[Excerpts from a pointing dataset]
-*-
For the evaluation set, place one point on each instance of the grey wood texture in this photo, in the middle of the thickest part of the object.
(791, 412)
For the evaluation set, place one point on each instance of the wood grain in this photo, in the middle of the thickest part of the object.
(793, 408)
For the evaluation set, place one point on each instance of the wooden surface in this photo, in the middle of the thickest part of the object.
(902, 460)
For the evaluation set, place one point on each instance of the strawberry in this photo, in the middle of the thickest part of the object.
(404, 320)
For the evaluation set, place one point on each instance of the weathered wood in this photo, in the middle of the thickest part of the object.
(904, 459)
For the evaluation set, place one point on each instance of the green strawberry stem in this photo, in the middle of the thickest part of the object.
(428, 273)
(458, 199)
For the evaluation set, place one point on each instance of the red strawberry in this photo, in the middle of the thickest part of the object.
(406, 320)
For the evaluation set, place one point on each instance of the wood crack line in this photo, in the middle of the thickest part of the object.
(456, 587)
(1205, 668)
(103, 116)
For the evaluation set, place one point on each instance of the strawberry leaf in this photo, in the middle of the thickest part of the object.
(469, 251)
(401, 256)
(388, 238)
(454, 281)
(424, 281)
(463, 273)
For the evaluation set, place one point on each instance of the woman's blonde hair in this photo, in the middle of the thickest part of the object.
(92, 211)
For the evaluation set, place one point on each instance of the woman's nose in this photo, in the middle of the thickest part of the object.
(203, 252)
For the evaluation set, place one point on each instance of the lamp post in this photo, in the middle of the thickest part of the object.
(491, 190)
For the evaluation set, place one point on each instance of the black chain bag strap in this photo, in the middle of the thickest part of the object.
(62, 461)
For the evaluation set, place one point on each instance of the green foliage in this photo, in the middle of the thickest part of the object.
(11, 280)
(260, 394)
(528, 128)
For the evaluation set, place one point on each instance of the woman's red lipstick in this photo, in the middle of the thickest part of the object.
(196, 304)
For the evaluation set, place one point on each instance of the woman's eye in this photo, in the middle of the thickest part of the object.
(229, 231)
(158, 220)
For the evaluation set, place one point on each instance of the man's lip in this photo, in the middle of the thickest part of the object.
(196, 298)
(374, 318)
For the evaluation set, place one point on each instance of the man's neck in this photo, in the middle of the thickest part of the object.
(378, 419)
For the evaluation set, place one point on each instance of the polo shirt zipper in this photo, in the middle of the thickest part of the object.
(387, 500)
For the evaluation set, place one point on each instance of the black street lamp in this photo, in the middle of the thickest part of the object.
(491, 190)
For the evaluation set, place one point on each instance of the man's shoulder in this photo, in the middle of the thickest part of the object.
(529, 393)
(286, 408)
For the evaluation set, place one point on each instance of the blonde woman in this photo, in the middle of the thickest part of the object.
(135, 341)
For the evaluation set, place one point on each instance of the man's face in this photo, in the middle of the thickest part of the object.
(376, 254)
-*-
* What needs to be done: Reproduce the entire listing above, substituting "validation set" for each occurrence of "evaluation set" and keeping every other word unchanged.

* Result of the exercise:
For the validation set, place one point on each instance of the grey wood texture in this photo, in the middle of the thickest part of the object.
(791, 412)
For the validation set, place one point on each instance of the wood grain in this photo, in the middle of the thickest part of the object.
(793, 408)
For the validation set, place one point on each instance of the wooden surface in this photo, in the middle of the thickest part of the object.
(902, 460)
For the validation set, place one point on each instance of the strawberry in this photo, in the middle of the thickest part of the object.
(404, 320)
For the validation set, place one point on each instance of the weathered wood in this photo, in the middle of the thickest part of the object.
(904, 459)
For the validation set, place one point on each instance of the green strawberry stem in this photo, in the middle of the thickest part of the object.
(428, 273)
(458, 199)
For the validation set, place one point on each instance of the red strawberry in this photo, in the middle of the thickest part of the object.
(406, 320)
For the validation set, place one point on each instance of the wood crack line in this photo, in the middle of the thickest part of the object.
(456, 587)
(1205, 668)
(103, 116)
For the validation set, place one point on each instance of the strawberry leaf in this photo, in the middle of the thickest part of the object.
(469, 251)
(401, 256)
(388, 238)
(454, 281)
(424, 281)
(463, 273)
For the validation set, place one point on each instance of the woman's blonde hair in this photo, in the middle of the thickest part of the object.
(92, 211)
For the validation set, place one point on each instance of the woman's nose in this photo, in the middle of the thickest part of the object.
(203, 252)
For the validation set, place one point on each instance of the lamp post in this photo, in the middle of the thickest part of the object.
(491, 190)
For the validation set, place one point on each instance of the black chain bag strap in this photo, in the middle of the thickest part of the object.
(62, 461)
For the validation set, place one point on each instance of the green foliage in this photo, in the middle of the thickest part of the object.
(11, 280)
(260, 394)
(528, 128)
For the validation set, place one point on each instance of the woman's red lipstick in this photo, in the middle of the thickest part of the object.
(196, 304)
For the validation set, place one point on each instance of the woman's eye in this photo, in the middle of the thickest part of the object.
(229, 231)
(158, 220)
For the validation set, place one point on each instance of the man's lip in this photo, in the middle of the thickest part of the object.
(196, 298)
(374, 318)
For the validation set, place one point on each instance of the man's neck in this photo, in the middle of the thickest part of the object.
(378, 419)
For the validation set, place one point on each instance of the polo shirt zipper in this photo, in the middle of the thickest part of the object.
(387, 500)
For the validation set, place one point on each instance of the black street lamp in this photo, in the middle of the thickest part of the object.
(491, 190)
For the validation set, place one point on each instance of the man's shoulder in this photo, in the middle of the thickest part of the object.
(529, 393)
(286, 408)
For the validation set, place one point on each instance of the blonde woman in this photo, in the middle of the thickest part of the object.
(135, 341)
For the validation set, place one point on each instance of the man's face in this photo, in the middle of the thickest part of the object.
(376, 254)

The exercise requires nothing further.